Document excerpt:
┌──
Resistance training and head-neck segment dynamic stabilization in male and female collegiate soccer players

J Athl Train. 2005 Oct-Dec;40(4):310-9.


Context: Cervical resistance training has been purported to aid in reducing the severity of brain injuries in athletes.

Objective: To determine the effect of an 8-week resistance-training program on head-neck segment dynamic stabilization in male and female collegiate soccer players.

Design: Pretest and posttest control group design.

Setting: University research laboratory and fitness center.

Patients or other participants: Thirty-six National Collegiate Athletic Association Division I collegiate soccer players (17 men, 19 women).

Intervention(s): The resistance training group underwent an 8-week cervical resistance training program that consisted of 3 sets of 10 repetitions of neck flexion and extension at 55% to 70% of their 10-repetition maximum 2 times a week. Participants in the control group performed no cervical resistance exercises.

Main outcome measure(s): Head-neck segment kinematics and stiffness, electromyographic activity of the upper trapezius and sternocleidomastoid muscles during force application to the head, and neck flexor and extensor isometric strength.

Results: No kinematic, electromyographic, or stiffness training effects were seen. The posttest resistance training group isometric neck flexor strength was 15% greater than the pretest measurement. Isometric neck extensor strength in the female resistance training group was 22.5% greater at the posttest than at the pretest. Women's neck girth increased 3.4% over time regardless of training group level. Women exhibited 7% less head-neck segment length and 26% less head-neck segment mass than men.

Conclusions: Despite increases in isometric strength and girth, the 8-week isotonic cervical resistance training did not enhance head-neck segment dynamic stabilization during force application in collegiate soccer players. Future researchers should examine the effect of head-neck segment training protocols that include traditional and neuromuscular activities (eg, plyometrics) with the focus of reducing head acceleration on force application.
└──
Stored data
┌──
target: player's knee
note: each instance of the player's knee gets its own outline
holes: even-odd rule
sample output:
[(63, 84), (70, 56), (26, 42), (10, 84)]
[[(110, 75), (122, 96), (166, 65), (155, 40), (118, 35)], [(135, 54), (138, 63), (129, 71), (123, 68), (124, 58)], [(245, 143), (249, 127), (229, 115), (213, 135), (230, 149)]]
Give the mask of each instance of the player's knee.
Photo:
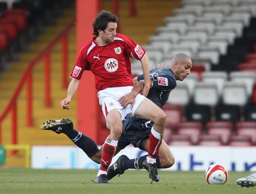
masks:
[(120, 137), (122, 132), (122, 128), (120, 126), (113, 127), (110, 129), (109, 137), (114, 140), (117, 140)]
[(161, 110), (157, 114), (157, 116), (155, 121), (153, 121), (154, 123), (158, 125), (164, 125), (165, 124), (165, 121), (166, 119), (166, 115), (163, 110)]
└──
┌──
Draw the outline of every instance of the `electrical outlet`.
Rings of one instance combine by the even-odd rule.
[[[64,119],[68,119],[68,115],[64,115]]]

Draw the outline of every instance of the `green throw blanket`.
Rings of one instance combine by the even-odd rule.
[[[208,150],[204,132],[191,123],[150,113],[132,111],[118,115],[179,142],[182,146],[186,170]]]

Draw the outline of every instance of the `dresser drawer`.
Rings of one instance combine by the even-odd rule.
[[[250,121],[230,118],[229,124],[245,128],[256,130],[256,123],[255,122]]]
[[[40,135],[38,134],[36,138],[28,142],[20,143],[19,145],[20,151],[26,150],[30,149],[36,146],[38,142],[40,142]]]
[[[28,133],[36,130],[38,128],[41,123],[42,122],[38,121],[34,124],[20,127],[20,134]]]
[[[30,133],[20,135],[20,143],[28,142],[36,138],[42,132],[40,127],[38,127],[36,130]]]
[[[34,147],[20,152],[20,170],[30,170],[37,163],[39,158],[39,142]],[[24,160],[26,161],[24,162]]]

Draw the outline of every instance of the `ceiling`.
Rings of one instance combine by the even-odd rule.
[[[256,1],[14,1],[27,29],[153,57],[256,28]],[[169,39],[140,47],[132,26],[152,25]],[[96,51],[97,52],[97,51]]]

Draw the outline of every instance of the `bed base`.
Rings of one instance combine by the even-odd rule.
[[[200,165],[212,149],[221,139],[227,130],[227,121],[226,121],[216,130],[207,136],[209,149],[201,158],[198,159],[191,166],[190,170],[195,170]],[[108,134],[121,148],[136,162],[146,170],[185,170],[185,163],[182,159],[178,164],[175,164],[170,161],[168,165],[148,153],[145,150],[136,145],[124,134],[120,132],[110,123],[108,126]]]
└──
Task prompt: Return the part of the soccer neck-training abstract from "Setting: University research" up to and including "men, 19 women).", copied word for word. These records were drawn from a separate source.

Completed exercise:
Setting: University research laboratory and fitness center.

Patients or other participants: Thirty-six National Collegiate Athletic Association Division I collegiate soccer players (17 men, 19 women).